WHAT THE TASK REQUIRES ::
Format the items below as a Markdown table with the columns Row and Line, running from the start of the items up to and including the line with "398 0 614 123". Number each line and omit blank lines.

━━━━━━━━

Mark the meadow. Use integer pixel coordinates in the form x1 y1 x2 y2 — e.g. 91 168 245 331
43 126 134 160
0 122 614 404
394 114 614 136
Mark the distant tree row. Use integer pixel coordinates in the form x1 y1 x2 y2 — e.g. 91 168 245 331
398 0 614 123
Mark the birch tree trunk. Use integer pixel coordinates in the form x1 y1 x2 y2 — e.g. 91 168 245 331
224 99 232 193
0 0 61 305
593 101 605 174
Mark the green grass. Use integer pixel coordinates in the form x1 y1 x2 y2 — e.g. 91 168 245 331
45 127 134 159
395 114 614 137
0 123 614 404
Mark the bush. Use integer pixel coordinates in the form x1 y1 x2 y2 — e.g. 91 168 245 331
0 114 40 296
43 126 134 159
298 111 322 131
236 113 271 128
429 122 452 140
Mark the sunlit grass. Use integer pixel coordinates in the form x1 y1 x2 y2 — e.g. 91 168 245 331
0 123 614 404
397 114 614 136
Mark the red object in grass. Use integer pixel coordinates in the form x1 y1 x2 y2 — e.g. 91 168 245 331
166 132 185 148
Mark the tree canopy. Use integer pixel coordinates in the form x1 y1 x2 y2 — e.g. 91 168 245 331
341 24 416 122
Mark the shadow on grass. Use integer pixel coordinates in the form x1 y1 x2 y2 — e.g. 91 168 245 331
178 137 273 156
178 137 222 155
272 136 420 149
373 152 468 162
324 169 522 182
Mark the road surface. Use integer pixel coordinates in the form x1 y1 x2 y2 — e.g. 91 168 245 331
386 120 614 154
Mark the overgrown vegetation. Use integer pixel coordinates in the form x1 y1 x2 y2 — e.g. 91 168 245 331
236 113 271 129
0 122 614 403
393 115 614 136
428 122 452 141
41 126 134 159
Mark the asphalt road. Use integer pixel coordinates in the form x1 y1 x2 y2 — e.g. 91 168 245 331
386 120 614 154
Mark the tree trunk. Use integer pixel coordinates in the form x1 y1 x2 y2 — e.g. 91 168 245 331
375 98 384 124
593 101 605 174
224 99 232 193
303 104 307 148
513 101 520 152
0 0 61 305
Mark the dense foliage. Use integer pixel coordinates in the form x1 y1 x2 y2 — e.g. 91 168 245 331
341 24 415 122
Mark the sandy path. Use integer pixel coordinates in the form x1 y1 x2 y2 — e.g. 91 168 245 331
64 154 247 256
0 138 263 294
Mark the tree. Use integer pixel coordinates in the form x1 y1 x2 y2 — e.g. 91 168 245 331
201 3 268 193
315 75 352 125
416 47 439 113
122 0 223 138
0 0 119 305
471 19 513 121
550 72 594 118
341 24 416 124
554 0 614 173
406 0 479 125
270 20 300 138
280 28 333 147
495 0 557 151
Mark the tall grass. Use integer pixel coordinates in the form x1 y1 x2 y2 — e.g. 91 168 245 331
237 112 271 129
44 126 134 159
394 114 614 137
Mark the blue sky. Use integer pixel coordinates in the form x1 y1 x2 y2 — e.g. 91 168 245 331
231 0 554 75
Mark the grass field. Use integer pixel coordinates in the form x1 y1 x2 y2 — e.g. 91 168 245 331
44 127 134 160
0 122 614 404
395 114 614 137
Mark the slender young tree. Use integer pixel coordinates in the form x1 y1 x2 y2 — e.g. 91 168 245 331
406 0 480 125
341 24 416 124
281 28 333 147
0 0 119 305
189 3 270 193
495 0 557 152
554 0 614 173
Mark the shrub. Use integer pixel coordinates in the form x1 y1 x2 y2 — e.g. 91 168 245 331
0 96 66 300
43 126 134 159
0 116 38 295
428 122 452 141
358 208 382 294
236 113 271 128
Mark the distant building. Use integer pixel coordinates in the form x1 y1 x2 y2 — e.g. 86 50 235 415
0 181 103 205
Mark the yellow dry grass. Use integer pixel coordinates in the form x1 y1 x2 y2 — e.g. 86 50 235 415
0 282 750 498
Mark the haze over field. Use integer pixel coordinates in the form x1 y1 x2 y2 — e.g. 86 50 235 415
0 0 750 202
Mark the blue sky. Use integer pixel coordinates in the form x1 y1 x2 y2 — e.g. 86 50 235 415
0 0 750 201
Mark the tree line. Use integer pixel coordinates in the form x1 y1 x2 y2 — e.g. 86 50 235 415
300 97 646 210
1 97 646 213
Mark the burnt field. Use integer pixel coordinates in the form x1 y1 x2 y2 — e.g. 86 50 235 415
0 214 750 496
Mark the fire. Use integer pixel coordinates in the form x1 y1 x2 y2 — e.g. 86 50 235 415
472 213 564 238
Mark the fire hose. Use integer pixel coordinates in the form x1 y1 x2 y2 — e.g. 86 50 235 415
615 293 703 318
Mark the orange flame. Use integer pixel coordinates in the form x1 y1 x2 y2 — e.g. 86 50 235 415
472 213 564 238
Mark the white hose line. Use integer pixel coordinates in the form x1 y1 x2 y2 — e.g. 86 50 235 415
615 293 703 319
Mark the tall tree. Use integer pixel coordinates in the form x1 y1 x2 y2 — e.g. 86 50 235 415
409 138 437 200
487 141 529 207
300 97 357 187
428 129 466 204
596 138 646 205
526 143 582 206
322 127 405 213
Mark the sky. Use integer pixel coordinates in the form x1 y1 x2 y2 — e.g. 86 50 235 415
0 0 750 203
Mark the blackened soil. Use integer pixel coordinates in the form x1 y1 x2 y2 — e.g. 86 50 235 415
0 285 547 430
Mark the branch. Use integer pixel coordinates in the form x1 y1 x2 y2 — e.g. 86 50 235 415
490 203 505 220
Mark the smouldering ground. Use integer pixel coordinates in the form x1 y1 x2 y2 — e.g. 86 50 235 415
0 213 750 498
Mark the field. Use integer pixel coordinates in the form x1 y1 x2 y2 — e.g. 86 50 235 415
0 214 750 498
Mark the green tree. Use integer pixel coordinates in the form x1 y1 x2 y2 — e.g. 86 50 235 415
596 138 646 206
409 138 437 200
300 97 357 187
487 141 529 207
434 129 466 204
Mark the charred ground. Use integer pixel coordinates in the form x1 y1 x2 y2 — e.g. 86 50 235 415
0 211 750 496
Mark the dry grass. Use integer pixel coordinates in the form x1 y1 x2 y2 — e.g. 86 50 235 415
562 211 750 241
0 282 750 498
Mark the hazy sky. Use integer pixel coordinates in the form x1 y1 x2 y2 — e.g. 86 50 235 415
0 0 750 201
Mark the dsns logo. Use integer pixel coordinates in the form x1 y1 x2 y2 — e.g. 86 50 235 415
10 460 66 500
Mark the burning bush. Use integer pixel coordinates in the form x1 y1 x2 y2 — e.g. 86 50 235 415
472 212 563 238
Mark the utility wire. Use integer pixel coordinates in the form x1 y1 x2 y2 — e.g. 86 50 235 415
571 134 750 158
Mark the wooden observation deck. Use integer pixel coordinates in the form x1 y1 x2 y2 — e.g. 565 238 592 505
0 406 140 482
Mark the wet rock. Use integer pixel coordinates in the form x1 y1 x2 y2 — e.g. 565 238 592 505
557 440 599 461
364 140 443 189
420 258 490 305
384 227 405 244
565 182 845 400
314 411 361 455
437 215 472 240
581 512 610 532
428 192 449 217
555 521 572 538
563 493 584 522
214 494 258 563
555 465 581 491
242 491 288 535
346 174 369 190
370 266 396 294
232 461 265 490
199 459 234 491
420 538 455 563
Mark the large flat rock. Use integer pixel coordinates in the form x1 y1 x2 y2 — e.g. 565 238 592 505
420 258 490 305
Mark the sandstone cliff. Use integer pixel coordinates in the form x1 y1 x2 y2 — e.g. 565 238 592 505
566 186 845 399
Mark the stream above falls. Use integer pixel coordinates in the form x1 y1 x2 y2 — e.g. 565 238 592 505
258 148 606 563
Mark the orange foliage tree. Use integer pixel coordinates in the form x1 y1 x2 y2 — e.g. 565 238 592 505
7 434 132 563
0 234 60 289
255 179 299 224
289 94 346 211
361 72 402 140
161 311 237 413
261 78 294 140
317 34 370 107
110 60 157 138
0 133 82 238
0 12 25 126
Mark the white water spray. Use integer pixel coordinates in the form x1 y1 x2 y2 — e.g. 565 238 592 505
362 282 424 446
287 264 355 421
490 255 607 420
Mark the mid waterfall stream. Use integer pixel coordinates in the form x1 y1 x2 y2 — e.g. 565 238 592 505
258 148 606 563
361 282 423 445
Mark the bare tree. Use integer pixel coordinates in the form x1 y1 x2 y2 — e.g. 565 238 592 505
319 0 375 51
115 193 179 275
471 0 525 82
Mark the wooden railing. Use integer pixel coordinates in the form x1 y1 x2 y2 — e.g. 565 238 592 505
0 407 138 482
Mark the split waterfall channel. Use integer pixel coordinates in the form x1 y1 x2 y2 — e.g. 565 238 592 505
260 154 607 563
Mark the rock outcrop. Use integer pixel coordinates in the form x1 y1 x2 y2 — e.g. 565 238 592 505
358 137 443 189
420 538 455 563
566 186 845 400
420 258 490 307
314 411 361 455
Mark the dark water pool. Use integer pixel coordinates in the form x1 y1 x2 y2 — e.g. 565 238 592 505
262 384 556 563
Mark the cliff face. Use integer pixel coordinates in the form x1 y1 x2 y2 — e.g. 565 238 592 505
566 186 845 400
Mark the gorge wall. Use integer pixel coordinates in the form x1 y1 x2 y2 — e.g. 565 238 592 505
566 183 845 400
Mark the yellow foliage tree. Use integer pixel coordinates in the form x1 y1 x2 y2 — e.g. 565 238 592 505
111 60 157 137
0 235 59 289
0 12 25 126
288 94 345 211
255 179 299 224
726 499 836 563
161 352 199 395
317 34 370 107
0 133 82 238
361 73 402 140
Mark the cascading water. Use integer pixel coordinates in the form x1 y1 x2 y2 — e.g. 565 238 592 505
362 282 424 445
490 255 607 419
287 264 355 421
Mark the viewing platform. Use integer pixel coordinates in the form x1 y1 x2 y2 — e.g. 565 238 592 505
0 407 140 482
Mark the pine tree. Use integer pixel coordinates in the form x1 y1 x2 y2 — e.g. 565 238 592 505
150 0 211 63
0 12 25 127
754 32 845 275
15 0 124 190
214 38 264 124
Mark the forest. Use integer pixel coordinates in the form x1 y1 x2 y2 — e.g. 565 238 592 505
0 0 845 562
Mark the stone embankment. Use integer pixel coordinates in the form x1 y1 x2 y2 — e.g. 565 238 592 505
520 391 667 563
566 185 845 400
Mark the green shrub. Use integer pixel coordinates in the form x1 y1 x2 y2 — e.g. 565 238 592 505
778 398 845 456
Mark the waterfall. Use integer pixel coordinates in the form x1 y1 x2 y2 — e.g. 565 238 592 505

━━━━━━━━

CORRECT ANSWER ::
| Row | Line |
|---|---|
| 1 | Mark the meadow. Use integer pixel coordinates in the form x1 y1 x2 y2 — e.g. 91 168 245 331 |
| 2 | 43 126 134 160 |
| 3 | 0 122 614 404 |
| 4 | 394 114 614 136 |
| 5 | Mark the distant tree row. Use integer pixel coordinates in the form x1 y1 x2 y2 — e.g. 91 168 245 331 |
| 6 | 398 0 614 123 |